▶ [Required work]
Reproduce every entry exactly.

▶ [Source records]
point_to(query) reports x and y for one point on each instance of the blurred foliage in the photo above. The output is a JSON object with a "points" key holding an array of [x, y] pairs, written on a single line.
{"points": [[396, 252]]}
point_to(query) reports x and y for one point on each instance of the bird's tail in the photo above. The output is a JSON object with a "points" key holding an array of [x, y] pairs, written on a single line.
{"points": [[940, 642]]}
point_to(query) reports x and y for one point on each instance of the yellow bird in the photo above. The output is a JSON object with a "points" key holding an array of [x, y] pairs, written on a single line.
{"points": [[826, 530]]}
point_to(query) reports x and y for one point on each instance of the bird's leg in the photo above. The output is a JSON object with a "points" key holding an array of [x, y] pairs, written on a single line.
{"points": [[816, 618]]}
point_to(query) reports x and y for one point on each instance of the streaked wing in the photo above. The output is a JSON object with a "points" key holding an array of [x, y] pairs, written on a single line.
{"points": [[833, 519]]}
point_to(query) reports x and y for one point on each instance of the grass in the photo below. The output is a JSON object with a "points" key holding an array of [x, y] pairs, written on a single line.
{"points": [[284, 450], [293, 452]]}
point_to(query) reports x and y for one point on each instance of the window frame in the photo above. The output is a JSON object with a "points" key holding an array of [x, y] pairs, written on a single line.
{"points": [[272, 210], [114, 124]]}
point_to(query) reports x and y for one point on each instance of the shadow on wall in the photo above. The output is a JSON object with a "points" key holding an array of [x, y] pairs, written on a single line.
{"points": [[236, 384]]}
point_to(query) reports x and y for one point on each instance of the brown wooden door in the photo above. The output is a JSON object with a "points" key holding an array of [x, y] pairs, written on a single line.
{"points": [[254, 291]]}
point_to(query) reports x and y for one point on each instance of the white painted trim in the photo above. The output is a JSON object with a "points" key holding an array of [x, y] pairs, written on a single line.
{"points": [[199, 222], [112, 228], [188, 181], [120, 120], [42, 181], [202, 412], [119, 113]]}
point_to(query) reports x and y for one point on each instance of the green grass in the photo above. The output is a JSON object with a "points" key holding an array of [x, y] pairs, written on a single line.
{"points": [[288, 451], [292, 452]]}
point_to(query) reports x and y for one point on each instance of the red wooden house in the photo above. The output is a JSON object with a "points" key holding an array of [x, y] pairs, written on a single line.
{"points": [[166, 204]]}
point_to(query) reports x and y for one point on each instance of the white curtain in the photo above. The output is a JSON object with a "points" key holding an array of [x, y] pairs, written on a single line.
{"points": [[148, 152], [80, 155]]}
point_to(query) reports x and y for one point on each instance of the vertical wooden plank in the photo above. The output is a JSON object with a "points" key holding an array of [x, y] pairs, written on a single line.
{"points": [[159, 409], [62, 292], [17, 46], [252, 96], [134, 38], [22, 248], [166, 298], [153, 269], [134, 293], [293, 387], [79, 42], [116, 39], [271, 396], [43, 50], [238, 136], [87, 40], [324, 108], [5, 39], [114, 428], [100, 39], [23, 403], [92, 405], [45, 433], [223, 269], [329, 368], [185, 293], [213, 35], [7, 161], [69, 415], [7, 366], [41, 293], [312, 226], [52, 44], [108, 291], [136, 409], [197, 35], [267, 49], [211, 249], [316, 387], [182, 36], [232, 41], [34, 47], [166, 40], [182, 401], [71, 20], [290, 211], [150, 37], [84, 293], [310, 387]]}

▶ [Exercise output]
point_to(query) reports x and y for one point on each instance of the blurred foliage in the photo above. The output is a JSON object with a "points" key holding an array of [x, y] pairs, written on a single line.
{"points": [[396, 252]]}
point_to(query) reports x and y for one point on each instance of the bird's tail in the photo above. The output is a JSON object with a "points" key holding an array of [x, y] pairs, written on a single line.
{"points": [[940, 642]]}
point_to(query) reports x and y for one point on each instance of the yellow bird in the photo above. The output is a JSON object with a "points" key holding an array of [x, y] pairs, written on a single line.
{"points": [[826, 530]]}
point_to(query) reports x and y for one point on each instance of the bird's leg in the photo above. The output is a JSON object with a "points" key holding an array of [x, y] pairs, written on a single line.
{"points": [[816, 618]]}
point_to(query) reports x and y for one point on each instance of the streaked wing in the photo above. The output is a JSON object with a "points" key holding an array of [x, y] pairs, written on a single line.
{"points": [[833, 519]]}
point_to(query) reports x and y for one point on each instance of the grass in the photo below. The output is a JSON object with a "points" key holding an array of [x, y] pairs, written on a single line.
{"points": [[284, 450], [293, 452]]}
point_to(query) reports x and y for one point on each instance of the window frame in the photo above. The output is a JSON object with a "points" key holding an array of [x, y] pairs, written on a single line.
{"points": [[272, 210], [114, 124]]}
point_to(query) reports x and y for one point on each instance of the shadow on wall in the photo above. The output is a JSON object with a "points" key holding an array of [x, y] pairs, written on a single line.
{"points": [[236, 384]]}
point_to(query) reports x and y for one point on each instance of the brown wooden door in the photo above. The output is a JSON object with a "points" key holding an array of [x, y] pairs, written on a single line.
{"points": [[254, 291]]}
point_to(query) reports x and y for one point on each instance of the white painted trim in the photo above. The output is a JSON object with a "points" key holding an array of [x, y] pairs, written on a single line.
{"points": [[199, 222], [112, 228], [188, 181], [120, 120], [42, 181], [202, 412], [119, 113]]}
point_to(query) reports x and y for one point on each instance of the green grass in the photo above. The output is a JSON object with a "points" key holding an array of [x, y] pairs, written on a single line.
{"points": [[288, 451], [292, 452]]}
point_to(query) reports x and y for one point on each instance of the red wooden house in the photo above. The output is a JSON object with a "points" key holding an array of [x, y] pairs, written on a single line.
{"points": [[166, 204]]}
point_to(query) reports x and y for one point on each instance of the white curtain in the photo above. The output is a JSON object with a "points" key holding an array of [x, y] pairs, written on a single line.
{"points": [[148, 152], [80, 155]]}
point_to(query) reports x and y for one point on each instance of the vertical wooden plank in the photo above. The output is a JSON object with a "points" key holding an array of [x, y] pairs, written on a single line.
{"points": [[159, 409], [62, 292], [17, 46], [252, 96], [134, 38], [22, 248], [166, 298], [153, 269], [134, 293], [293, 387], [79, 42], [116, 39], [271, 396], [43, 50], [238, 136], [87, 40], [324, 108], [5, 39], [114, 428], [100, 39], [23, 403], [92, 405], [45, 433], [223, 269], [329, 368], [185, 293], [213, 35], [7, 161], [69, 415], [7, 366], [41, 293], [312, 226], [52, 44], [108, 291], [136, 409], [197, 35], [267, 49], [211, 249], [316, 387], [182, 36], [232, 41], [34, 47], [166, 40], [182, 401], [71, 20], [290, 211], [150, 37], [84, 293], [310, 387]]}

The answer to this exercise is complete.